● **Отрывок для чтения**
Я много кого видел на сцене. И многих — запомнил. Но только один человек, появляясь в свете рампы, вызывал у меня настоящий физический холод по спине. Не страх, нет. Что-то другое. Словно кто-то другой смотрел на тебя изнутри его глаз. Не актер. Не человек. Сила.
Виктор Авилов. Чёрт знает, как объяснить, кем он был. Он выходил — и начиналось не представление, а ритуал. Зал замирал, как в церкви. Даже те, кто не верил — верили. Даже те, кто не боялся — чувствовали, что надо бояться.
Он и сам это знал. И баловался этим. А может, уже не контролировал вовсе. Потому что чем дальше он шел по жизни, тем меньше в нём оставалось обычного человека. И тем больше — чего-то, чего лучше бы не было.
Говорят, он знал, что умрёт рано. Слишком часто говорил о смерти. Слишком долго с ней переглядывался. То снилась ему в детстве, то смеялась, то обещала: «Я тебя перехитрю». Он тогда маме сказал: «Я боюсь». Но страх не исчез. Он просто стал инструментом. И он научился пользоваться им — как паяльником. Чтобы жечь зал изнутри. Чтобы вызывать не аплодисменты, а ступор.
У него был дар. Да, без дураков. Настоящий. Кто-то бы сделал из этого бизнес. Он же вызывал духов. Лечил чужую боль руками. Гипнотизировал толпу. Заставлял мужчин рыдать, женщин — терять ориентацию в пространстве. Буквально. Один зритель, говорят, зимой вышел из театра в летнем костюме — и шёл так до метро, не замечая холода.
Но магия требует плату.
Он не хотел быть «человеком с выражением лица». Он играл Дантеса так, что сам Боярский соскочил с роли. Играл Гамлета так, что британцы поставили его выше Смоктуновского. А потом… потом началась обратная тяга. Как будто что-то начало брать назад.
Однажды он вызывал духа Николая Гоголя. Дух ответил, что сядет на фортепиано — и в этот момент по театру пошёл сквозняк, как будто в здании отворились не окна, а порталы. Никто не знал, сколько раз он вызывал кого-то ещё. Один, ночью, в гримёрке. Кто ему там отвечал — вопрос открытый.
И когда ему предложили Воланда — он не отказался. Хотя должен был.

(Сохранённые данные)
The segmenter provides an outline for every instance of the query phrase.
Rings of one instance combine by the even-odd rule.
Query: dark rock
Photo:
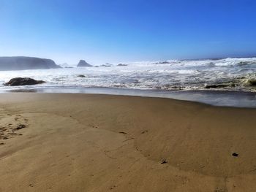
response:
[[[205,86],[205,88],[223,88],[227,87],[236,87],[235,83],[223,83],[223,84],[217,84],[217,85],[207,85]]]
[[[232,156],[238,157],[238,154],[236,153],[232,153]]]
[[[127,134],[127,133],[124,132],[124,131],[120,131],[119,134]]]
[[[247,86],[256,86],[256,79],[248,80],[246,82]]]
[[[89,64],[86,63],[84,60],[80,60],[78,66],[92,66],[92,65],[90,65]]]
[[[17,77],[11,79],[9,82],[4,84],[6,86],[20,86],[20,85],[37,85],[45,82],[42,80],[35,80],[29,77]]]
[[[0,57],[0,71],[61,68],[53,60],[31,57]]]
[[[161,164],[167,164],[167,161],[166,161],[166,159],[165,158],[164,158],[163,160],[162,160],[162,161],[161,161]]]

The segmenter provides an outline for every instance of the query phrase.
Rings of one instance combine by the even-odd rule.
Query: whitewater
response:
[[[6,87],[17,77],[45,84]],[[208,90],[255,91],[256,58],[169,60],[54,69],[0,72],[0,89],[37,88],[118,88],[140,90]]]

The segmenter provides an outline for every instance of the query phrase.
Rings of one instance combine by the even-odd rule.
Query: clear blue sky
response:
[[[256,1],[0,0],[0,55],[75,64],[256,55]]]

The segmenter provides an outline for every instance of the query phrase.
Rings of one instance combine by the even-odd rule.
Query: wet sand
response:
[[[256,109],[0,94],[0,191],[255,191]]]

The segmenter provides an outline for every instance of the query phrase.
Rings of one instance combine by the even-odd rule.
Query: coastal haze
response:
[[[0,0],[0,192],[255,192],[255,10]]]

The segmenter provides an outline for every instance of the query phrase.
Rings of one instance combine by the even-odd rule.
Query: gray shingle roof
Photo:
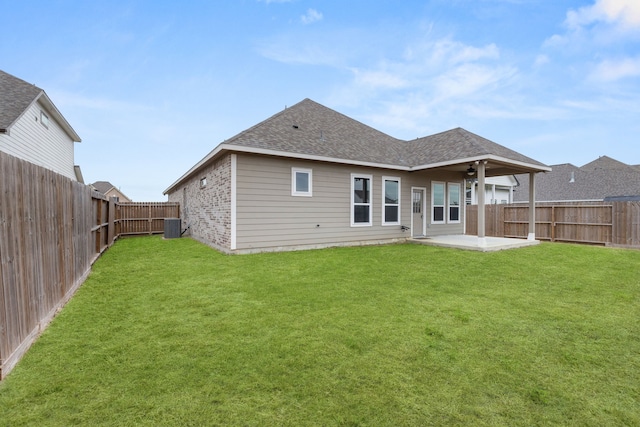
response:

---

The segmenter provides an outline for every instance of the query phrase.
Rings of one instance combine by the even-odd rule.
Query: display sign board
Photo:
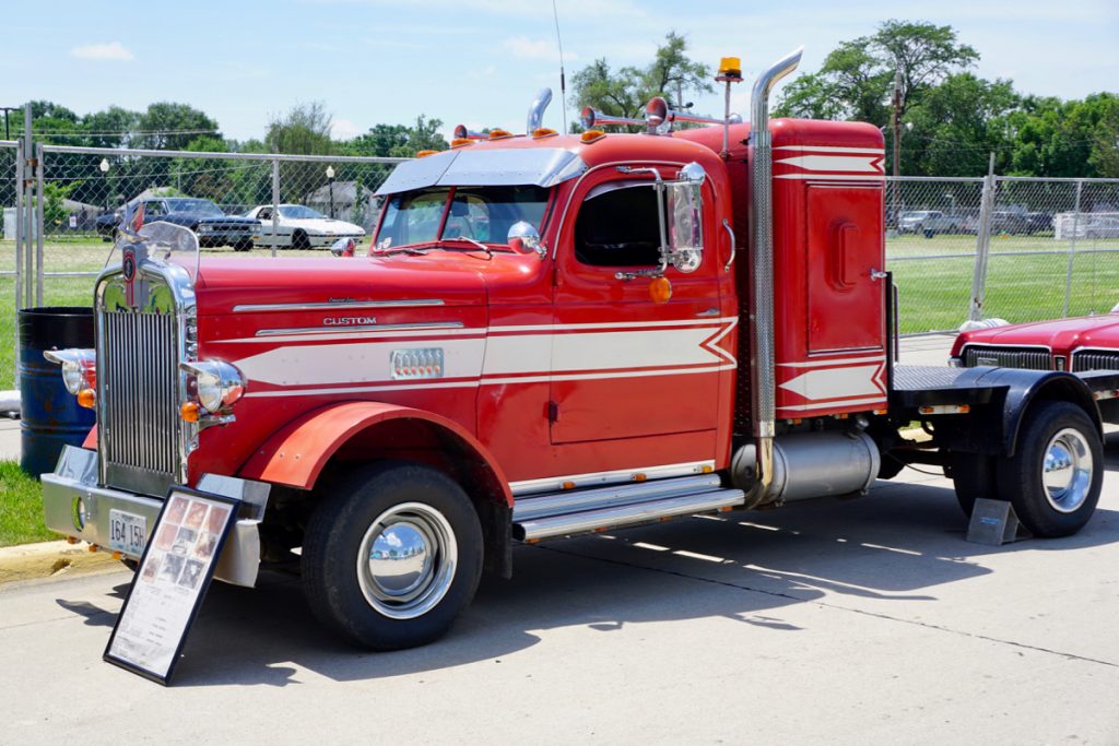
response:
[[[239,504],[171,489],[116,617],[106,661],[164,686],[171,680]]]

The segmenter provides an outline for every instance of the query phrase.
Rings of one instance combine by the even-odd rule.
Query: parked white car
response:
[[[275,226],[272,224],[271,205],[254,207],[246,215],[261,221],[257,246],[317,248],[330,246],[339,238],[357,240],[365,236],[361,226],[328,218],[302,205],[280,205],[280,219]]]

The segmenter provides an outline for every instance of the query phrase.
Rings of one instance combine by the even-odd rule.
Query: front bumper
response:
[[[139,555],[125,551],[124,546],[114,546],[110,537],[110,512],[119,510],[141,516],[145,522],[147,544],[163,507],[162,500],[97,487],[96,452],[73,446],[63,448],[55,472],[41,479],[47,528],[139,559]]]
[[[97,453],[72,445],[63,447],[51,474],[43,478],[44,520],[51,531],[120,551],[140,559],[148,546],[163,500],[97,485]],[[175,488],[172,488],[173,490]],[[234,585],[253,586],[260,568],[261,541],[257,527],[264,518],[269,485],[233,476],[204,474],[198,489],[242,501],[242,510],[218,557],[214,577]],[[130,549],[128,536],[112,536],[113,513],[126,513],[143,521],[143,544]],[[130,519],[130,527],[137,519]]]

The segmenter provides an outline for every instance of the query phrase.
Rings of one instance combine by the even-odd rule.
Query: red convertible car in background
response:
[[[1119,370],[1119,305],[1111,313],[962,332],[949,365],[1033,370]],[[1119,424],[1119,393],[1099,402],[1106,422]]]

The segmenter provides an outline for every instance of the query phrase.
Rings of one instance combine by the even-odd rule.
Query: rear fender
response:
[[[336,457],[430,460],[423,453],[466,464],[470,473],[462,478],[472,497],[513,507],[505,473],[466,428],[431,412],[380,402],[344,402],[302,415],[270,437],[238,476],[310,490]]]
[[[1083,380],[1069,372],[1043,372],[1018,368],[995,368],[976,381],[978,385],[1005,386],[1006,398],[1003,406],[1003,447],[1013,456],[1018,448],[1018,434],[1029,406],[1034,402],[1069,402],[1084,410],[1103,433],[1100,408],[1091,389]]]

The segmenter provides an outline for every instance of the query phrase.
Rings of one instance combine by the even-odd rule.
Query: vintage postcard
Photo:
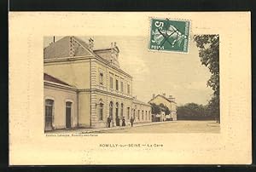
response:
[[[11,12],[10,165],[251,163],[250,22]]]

...

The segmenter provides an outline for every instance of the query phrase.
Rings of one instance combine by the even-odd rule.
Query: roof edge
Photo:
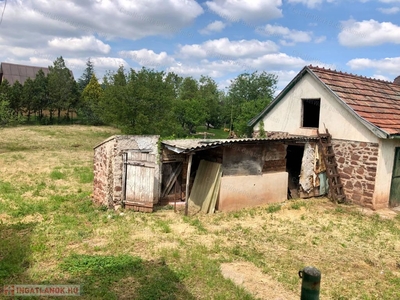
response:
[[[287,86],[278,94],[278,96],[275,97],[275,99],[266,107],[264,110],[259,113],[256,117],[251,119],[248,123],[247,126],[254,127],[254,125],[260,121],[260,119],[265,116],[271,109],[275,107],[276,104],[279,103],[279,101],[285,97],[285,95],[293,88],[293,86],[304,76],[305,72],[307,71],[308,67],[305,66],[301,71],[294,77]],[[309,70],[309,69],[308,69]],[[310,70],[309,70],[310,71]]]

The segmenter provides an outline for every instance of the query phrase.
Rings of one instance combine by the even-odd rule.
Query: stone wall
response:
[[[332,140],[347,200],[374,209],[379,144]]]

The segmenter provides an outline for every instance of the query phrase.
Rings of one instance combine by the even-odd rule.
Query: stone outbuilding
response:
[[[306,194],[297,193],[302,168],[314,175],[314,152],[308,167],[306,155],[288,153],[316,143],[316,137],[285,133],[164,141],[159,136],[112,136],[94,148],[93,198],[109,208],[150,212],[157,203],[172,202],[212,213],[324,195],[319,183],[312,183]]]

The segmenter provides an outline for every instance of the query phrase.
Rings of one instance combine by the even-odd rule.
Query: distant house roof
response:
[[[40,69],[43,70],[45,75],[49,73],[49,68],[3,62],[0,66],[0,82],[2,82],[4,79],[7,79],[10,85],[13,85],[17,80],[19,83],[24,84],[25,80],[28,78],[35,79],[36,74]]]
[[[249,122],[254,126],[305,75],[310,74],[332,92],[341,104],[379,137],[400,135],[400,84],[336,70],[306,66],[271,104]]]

● **Задания для выполнения**
[1] Чей дух, согласно тексту о Викторе Авилове, он однажды вызывал?
[2] Продублируйте из текста о Викторе Авилове фрагмент, который начинается со слов «Он не хотел» и заканчивается словами «начало брать назад.».
[3] Подхватите текст о Викторе Авилове и продолжите его после последнего приведённого предложения.

● **Результаты выполнения**
[1] Дух Николая Гоголя.

[2]
Он не хотел быть «человеком с выражением лица». Он играл Дантеса так, что сам Боярский соскочил с роли. Играл Гамлета так, что британцы поставили его выше Смоктуновского. А потом… потом началась обратная тяга. Как будто что-то начало брать назад.

[3]
Он не мог отказаться. Потому что Воланд был слишком похож на него. Или — он стал похож на Воланда. Это уже не имело значения. Роль дьявола в «Мастере и Маргарите» — не просто амплуа. Это как заигрывать с огнём в доме из сухих газет.
Когда он начал репетировать, пошли совпадения, от которых у любого здорового человека холодок по коже. Читал монолог Воланда о человеческой самости — и тут же в зале раздавался звонок: умирал его близкий друг. От той самой болезни, которая уже пряталась у Виктора в лёгких.
Он сначала отмахнулся. Потом начал просыпаться ночью. Потом начал пить снова. Говорил жене, что «расслабляется после спектакля». А другу сказал честнее: «Эта роль меня преследует. Я не могу спать». Он играл Воланда — а внутри его как будто шло перетирание. Не между добром и злом. Между им самим — и чем-то, что за него решало.
А ведь когда-то он сам контролировал зал. Заставлял смеяться. Заставлял плакать. Заставлял верить. И вдруг — уже не он управлял залом, а тень управляла им.
И да, конечно, он был не только актёром. Он был мужем. Отцом. И в какой-то момент — предателем.
Он ушёл от Галины, с которой прожил пятнадцать лет, к девчонке, которая была младше его дочери. Ларисе было восемнадцать. Моряк, её тогдашний муж, надолго уходил в рейсы, и Виктор сказал в лоб: «Как можно такую красавицу оставлять одну?» Мужик с мужиком поговорили. И Лариса выбрала Авилова.
Знаете, что странно? Вроде бы — классика. Старый артист, юная поклонница, ревность, ссоры. А было ощущение, что он сам — как будто пытался разрушить всё, что ещё держит его на этой стороне. Как будто нарочно: «Вот здесь я предам. Вот тут — потеряю. А там — не вернусь». Словно подготавливал почву.
И, конечно, всё пошло наперекосяк. Ларису он ревновал. Беременность закончилась трагедией. А в театре он продолжал играть… с Галиной. С той, кого бросил. И это сводило Ларису с ума. Дома скандалы. Внутри — вина. Актёр, который управлял эмоциями тысяч, не мог справиться с собой.
А потом пришёл диагноз. Как всегда — не вовремя. Как всегда — необратимо.
У него начал хрипнуть голос. Он списал на усталость, на нервы, на жизнь в театре. А когда пошли боли в спине — просто молчал. Он ведь был из тех, кто не жалуется. Кто терпит. Даже когда внутри уже идёт обратный отсчёт.
В 1999 году врачи поставили диагноз — туберкулёз. А спустя пару лет стало ясно: это не всё. У него был рак. Саркома. Агрессивная, запущенная, с метастазами, которые, как тени, уже ползли по телу.
И вот тут — как это ни парадоксально — он ожил. Словно почувствовал, что играет свой финальный акт. Он снова стал много работать, репетировал, собирался играть Дракулу. Что-то в этом есть — роль вампира на последних каплях крови. Как будто хотел пережить смерть, обхитрить её. Сделать вид, что он её уже сыграл.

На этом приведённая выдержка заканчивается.